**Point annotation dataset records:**
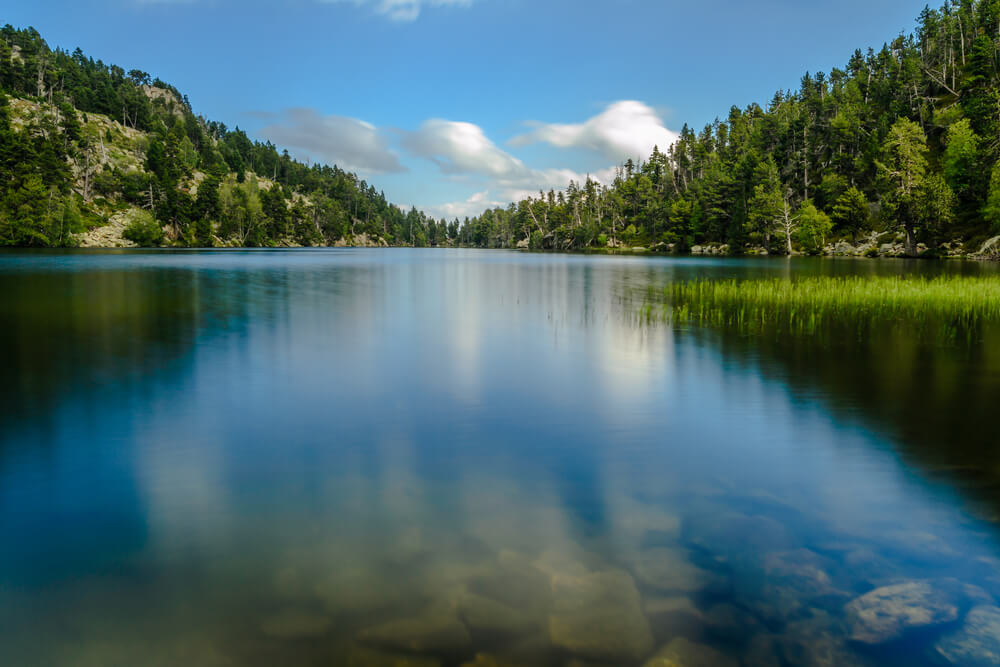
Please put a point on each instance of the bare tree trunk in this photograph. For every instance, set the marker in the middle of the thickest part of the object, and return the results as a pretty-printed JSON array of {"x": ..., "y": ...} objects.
[{"x": 788, "y": 223}]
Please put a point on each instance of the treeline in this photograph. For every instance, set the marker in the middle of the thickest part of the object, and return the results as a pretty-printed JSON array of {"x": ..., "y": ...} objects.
[
  {"x": 183, "y": 179},
  {"x": 902, "y": 140}
]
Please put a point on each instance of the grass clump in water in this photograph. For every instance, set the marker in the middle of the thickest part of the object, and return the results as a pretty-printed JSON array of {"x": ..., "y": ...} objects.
[{"x": 947, "y": 306}]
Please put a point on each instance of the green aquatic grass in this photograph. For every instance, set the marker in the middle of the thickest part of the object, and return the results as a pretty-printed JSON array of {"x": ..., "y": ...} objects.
[{"x": 944, "y": 306}]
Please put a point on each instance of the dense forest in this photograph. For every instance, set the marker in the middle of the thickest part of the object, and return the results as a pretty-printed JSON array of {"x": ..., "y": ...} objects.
[
  {"x": 83, "y": 143},
  {"x": 900, "y": 145}
]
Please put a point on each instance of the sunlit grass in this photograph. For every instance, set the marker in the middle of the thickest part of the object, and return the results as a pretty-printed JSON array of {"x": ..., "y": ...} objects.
[{"x": 948, "y": 306}]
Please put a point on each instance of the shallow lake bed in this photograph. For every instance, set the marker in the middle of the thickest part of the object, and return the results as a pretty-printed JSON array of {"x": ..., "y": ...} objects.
[{"x": 446, "y": 457}]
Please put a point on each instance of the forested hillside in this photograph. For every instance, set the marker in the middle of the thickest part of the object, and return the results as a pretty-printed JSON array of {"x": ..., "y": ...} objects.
[
  {"x": 84, "y": 143},
  {"x": 895, "y": 153},
  {"x": 896, "y": 149}
]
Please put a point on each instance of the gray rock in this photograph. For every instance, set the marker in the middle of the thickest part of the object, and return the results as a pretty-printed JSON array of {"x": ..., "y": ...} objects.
[
  {"x": 816, "y": 639},
  {"x": 731, "y": 623},
  {"x": 436, "y": 632},
  {"x": 597, "y": 617},
  {"x": 684, "y": 653},
  {"x": 977, "y": 642},
  {"x": 486, "y": 616},
  {"x": 486, "y": 660},
  {"x": 295, "y": 624},
  {"x": 670, "y": 570},
  {"x": 739, "y": 537},
  {"x": 516, "y": 582},
  {"x": 889, "y": 613},
  {"x": 672, "y": 616},
  {"x": 365, "y": 657}
]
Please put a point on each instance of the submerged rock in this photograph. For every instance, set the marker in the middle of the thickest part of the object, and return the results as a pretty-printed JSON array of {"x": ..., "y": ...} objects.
[
  {"x": 817, "y": 639},
  {"x": 483, "y": 615},
  {"x": 597, "y": 616},
  {"x": 486, "y": 660},
  {"x": 888, "y": 613},
  {"x": 977, "y": 642},
  {"x": 671, "y": 570},
  {"x": 516, "y": 582},
  {"x": 684, "y": 653},
  {"x": 437, "y": 632},
  {"x": 365, "y": 657},
  {"x": 738, "y": 537},
  {"x": 672, "y": 616},
  {"x": 295, "y": 624},
  {"x": 731, "y": 623}
]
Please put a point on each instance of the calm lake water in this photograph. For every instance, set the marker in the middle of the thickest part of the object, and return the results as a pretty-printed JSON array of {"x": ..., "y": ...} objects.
[{"x": 411, "y": 457}]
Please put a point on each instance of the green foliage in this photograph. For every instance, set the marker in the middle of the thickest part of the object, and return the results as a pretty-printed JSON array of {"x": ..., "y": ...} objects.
[
  {"x": 143, "y": 230},
  {"x": 942, "y": 307},
  {"x": 868, "y": 132},
  {"x": 814, "y": 226},
  {"x": 850, "y": 212},
  {"x": 901, "y": 173},
  {"x": 767, "y": 204},
  {"x": 991, "y": 210},
  {"x": 910, "y": 127}
]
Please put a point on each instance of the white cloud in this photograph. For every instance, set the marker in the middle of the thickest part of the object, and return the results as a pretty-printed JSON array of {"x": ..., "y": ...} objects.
[
  {"x": 626, "y": 129},
  {"x": 347, "y": 142},
  {"x": 405, "y": 11},
  {"x": 470, "y": 207},
  {"x": 463, "y": 151},
  {"x": 462, "y": 148}
]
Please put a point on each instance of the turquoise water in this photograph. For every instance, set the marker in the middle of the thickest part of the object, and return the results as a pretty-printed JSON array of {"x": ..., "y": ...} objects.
[{"x": 411, "y": 457}]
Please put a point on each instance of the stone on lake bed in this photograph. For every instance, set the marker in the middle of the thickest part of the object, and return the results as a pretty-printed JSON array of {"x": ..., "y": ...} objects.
[
  {"x": 515, "y": 581},
  {"x": 487, "y": 616},
  {"x": 486, "y": 660},
  {"x": 295, "y": 624},
  {"x": 730, "y": 623},
  {"x": 890, "y": 612},
  {"x": 668, "y": 569},
  {"x": 597, "y": 617},
  {"x": 366, "y": 657},
  {"x": 738, "y": 537},
  {"x": 977, "y": 642},
  {"x": 681, "y": 652},
  {"x": 672, "y": 615},
  {"x": 436, "y": 632}
]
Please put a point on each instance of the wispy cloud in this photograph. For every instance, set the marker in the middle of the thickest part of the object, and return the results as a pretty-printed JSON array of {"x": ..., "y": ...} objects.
[
  {"x": 626, "y": 129},
  {"x": 405, "y": 11},
  {"x": 347, "y": 142},
  {"x": 462, "y": 148}
]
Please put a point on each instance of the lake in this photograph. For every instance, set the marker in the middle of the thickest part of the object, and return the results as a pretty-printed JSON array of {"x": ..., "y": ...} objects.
[{"x": 439, "y": 457}]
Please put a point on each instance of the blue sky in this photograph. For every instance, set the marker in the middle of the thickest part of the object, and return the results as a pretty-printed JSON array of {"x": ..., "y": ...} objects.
[{"x": 452, "y": 105}]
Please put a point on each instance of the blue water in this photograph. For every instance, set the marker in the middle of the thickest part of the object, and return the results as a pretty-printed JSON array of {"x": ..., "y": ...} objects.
[{"x": 264, "y": 457}]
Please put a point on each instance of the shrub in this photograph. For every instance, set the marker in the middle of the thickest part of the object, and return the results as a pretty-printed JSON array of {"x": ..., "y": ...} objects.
[{"x": 143, "y": 230}]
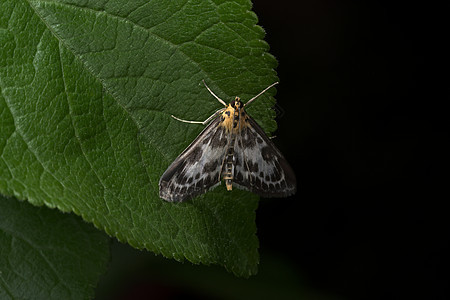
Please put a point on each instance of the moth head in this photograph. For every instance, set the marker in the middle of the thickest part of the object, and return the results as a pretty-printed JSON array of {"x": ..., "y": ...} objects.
[{"x": 236, "y": 103}]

**Exercise objective:** Edit the lines from the one containing "Please put a point on each instance of the shrub" through the last line, inclusive, replacing "photograph" with "image" and changing nothing else. Leave the pictures out of the result.

**Written solution:**
Please put a point on each instance of the shrub in this image. For every instance, set the marker in the middle of the thickest part of the object, and return the results as a pretty-printed JSON array of {"x": ..., "y": ...} objects.
[{"x": 143, "y": 230}]
Please put a point on each instance of the moth head in this image. For every instance, set the marker in the middle of the thickest part of the object, and return the results as a pretty-printed JSON array of {"x": ..., "y": ...} objects.
[{"x": 236, "y": 103}]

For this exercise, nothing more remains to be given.